• **YOUR INSTRUCTIONS**
List the records below as numbered lines, dropping any blank lines, from the line with "tree trunk --all-instances" to the line with "M 96 138 L 95", both included.
+++ EXCERPTED RECORDS +++
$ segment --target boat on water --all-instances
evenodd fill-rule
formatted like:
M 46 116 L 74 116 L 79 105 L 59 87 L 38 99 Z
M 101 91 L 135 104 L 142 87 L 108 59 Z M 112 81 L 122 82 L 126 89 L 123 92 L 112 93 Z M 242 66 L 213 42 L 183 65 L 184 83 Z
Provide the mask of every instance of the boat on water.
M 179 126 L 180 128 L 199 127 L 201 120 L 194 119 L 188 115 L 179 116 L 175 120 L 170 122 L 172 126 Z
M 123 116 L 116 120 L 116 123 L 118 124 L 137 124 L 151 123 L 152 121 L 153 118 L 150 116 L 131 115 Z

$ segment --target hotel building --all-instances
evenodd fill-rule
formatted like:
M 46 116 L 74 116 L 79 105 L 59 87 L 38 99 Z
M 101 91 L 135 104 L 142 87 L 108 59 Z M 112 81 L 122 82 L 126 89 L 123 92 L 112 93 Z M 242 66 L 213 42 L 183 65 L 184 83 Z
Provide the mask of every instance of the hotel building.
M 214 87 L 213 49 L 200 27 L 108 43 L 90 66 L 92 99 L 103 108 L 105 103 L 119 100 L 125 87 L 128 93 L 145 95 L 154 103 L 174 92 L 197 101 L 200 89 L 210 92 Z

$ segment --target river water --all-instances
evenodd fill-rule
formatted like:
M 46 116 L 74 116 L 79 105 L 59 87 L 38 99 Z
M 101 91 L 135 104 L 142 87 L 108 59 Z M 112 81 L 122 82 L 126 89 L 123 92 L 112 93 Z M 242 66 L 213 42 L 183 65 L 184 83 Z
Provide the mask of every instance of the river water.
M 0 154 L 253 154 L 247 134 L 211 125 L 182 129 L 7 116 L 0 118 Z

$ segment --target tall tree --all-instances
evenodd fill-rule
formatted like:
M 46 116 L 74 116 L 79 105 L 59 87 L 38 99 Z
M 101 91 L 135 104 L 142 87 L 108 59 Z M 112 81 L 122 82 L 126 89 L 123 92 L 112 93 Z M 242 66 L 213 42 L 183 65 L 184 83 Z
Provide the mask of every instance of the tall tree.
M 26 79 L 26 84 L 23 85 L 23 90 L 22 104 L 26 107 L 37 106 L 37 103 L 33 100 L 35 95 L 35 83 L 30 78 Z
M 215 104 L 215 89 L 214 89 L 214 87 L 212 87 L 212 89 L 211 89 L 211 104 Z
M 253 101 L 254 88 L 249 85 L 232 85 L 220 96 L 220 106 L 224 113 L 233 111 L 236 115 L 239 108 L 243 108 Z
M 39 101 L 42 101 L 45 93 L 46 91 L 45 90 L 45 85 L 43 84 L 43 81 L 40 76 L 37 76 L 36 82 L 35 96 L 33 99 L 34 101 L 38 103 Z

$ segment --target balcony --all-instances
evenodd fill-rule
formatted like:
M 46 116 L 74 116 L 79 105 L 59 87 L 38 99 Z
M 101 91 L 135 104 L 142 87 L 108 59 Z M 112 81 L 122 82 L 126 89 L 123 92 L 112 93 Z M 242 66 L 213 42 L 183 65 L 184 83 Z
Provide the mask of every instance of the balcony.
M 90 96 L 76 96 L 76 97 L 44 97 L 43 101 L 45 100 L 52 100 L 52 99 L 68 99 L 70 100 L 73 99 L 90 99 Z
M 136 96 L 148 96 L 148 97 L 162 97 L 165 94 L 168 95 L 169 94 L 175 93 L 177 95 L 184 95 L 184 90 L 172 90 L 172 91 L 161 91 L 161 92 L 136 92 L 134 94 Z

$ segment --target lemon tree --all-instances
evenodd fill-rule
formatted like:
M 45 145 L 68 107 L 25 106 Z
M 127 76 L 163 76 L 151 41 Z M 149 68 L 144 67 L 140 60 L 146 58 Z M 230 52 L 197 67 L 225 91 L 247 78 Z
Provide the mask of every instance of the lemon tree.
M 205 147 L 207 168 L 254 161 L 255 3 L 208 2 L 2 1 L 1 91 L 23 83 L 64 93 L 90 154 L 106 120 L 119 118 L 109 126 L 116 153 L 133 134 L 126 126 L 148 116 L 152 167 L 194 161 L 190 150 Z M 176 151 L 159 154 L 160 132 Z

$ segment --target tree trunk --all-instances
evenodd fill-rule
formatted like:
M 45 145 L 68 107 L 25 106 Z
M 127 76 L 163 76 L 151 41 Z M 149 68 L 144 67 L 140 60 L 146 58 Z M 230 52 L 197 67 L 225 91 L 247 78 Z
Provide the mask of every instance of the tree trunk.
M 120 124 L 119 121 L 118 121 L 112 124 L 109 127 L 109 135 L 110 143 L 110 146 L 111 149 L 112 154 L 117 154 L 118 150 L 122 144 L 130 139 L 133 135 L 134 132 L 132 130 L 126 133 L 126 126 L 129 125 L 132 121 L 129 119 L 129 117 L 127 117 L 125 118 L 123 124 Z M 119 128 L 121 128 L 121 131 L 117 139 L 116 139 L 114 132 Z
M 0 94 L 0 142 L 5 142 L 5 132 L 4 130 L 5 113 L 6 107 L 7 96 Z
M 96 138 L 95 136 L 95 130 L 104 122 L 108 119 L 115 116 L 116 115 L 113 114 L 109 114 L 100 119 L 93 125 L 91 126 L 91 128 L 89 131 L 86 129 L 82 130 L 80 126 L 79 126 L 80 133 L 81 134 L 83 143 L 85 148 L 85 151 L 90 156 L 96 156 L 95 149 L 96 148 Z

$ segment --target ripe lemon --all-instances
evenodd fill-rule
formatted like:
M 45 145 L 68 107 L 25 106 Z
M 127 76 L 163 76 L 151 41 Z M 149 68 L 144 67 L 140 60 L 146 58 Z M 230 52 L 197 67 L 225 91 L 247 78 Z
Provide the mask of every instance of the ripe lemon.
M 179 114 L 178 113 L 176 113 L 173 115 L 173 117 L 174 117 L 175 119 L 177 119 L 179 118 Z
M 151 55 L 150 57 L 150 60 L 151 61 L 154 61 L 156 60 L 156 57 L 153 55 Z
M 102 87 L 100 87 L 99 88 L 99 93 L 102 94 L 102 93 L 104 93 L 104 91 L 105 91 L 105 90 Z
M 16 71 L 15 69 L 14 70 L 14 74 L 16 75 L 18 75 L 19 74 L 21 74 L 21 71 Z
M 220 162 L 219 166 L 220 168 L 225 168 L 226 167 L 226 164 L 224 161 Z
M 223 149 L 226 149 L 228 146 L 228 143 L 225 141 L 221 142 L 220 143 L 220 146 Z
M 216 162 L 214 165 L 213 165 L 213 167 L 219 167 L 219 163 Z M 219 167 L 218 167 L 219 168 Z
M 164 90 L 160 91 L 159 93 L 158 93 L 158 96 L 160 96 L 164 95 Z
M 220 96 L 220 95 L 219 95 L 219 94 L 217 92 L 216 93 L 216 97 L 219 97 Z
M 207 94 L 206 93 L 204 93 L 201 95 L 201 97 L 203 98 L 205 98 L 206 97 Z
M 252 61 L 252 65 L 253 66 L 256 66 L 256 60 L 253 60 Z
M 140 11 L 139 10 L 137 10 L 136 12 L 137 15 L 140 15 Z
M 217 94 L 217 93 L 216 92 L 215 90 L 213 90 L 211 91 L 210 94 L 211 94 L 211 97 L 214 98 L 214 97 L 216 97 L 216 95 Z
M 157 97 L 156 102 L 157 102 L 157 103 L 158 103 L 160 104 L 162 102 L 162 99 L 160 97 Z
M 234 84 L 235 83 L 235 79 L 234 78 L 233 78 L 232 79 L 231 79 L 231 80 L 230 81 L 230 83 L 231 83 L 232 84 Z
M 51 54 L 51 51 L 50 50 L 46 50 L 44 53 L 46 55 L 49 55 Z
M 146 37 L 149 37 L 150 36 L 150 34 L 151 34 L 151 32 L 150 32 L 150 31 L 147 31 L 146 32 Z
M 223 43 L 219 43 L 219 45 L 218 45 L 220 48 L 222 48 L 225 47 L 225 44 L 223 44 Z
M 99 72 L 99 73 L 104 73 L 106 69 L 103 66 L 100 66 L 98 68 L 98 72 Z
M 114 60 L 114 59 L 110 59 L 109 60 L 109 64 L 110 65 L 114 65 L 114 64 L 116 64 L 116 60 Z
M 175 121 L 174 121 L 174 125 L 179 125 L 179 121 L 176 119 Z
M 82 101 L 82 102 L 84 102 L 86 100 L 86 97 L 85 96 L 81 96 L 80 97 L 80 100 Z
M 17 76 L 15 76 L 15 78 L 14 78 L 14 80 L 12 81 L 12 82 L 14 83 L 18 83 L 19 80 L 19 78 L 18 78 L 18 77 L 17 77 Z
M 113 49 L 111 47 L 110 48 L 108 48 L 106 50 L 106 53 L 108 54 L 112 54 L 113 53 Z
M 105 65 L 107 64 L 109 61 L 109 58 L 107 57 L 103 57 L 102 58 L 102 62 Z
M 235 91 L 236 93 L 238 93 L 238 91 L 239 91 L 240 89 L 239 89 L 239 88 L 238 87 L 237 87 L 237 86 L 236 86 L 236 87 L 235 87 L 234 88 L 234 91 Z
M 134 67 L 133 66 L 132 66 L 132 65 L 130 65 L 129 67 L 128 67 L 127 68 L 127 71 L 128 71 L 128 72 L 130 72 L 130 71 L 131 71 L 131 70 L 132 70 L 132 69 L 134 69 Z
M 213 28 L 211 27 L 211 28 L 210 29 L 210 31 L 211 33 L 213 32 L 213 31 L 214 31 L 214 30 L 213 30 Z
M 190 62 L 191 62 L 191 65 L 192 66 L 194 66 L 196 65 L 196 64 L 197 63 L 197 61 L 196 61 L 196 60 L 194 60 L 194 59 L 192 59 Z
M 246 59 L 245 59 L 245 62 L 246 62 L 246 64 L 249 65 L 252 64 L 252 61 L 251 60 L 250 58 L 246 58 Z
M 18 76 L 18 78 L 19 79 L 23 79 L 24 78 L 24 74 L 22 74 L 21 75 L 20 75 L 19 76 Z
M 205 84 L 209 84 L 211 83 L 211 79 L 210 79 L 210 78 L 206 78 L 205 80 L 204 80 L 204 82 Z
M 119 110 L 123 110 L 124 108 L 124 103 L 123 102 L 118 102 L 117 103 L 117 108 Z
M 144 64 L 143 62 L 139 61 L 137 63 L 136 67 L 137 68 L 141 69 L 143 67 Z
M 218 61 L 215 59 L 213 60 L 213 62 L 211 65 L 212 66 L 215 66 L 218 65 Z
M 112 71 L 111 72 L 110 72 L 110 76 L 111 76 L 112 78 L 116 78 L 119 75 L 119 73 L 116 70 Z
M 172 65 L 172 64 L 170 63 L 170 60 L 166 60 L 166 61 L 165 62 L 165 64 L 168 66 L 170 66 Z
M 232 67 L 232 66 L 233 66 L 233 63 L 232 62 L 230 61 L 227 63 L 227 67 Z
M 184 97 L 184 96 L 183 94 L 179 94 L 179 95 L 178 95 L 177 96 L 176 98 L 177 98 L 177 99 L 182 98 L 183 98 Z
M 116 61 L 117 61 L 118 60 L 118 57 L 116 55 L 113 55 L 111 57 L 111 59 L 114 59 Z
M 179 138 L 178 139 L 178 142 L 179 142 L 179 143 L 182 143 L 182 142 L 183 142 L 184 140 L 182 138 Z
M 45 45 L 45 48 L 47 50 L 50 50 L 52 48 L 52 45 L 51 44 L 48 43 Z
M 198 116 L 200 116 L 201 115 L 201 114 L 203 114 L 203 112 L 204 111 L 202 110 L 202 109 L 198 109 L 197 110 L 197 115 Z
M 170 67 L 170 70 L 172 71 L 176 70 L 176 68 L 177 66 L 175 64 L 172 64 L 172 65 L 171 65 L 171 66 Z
+++
• **ANSWER TO THIS EXERCISE**
1. $ segment --target tree trunk --all-instances
2. evenodd fill-rule
3. formatted like:
4. M 45 145 L 68 107 L 25 106 Z
5. M 127 76 L 163 76 L 151 41 Z M 149 68 L 144 67 L 140 60 L 146 58 Z M 230 52 L 197 67 L 225 91 L 247 78 Z
6. Provide the mask of every instance of the tree trunk.
7. M 120 124 L 119 121 L 118 121 L 112 124 L 109 127 L 109 135 L 110 143 L 110 146 L 111 149 L 112 154 L 117 154 L 118 150 L 122 144 L 130 139 L 133 135 L 134 132 L 132 130 L 126 133 L 126 126 L 129 125 L 132 121 L 129 119 L 129 117 L 127 117 L 125 118 L 123 124 Z M 119 128 L 121 128 L 121 131 L 117 139 L 116 139 L 114 132 Z
8. M 0 94 L 0 142 L 5 142 L 5 132 L 4 130 L 5 113 L 6 107 L 7 96 Z
9. M 96 138 L 95 136 L 95 130 L 104 122 L 108 119 L 115 116 L 116 115 L 113 114 L 109 114 L 100 119 L 93 125 L 91 126 L 91 128 L 89 131 L 86 129 L 82 130 L 80 126 L 79 126 L 80 133 L 81 134 L 83 143 L 85 148 L 85 151 L 90 156 L 96 156 L 95 149 L 96 148 Z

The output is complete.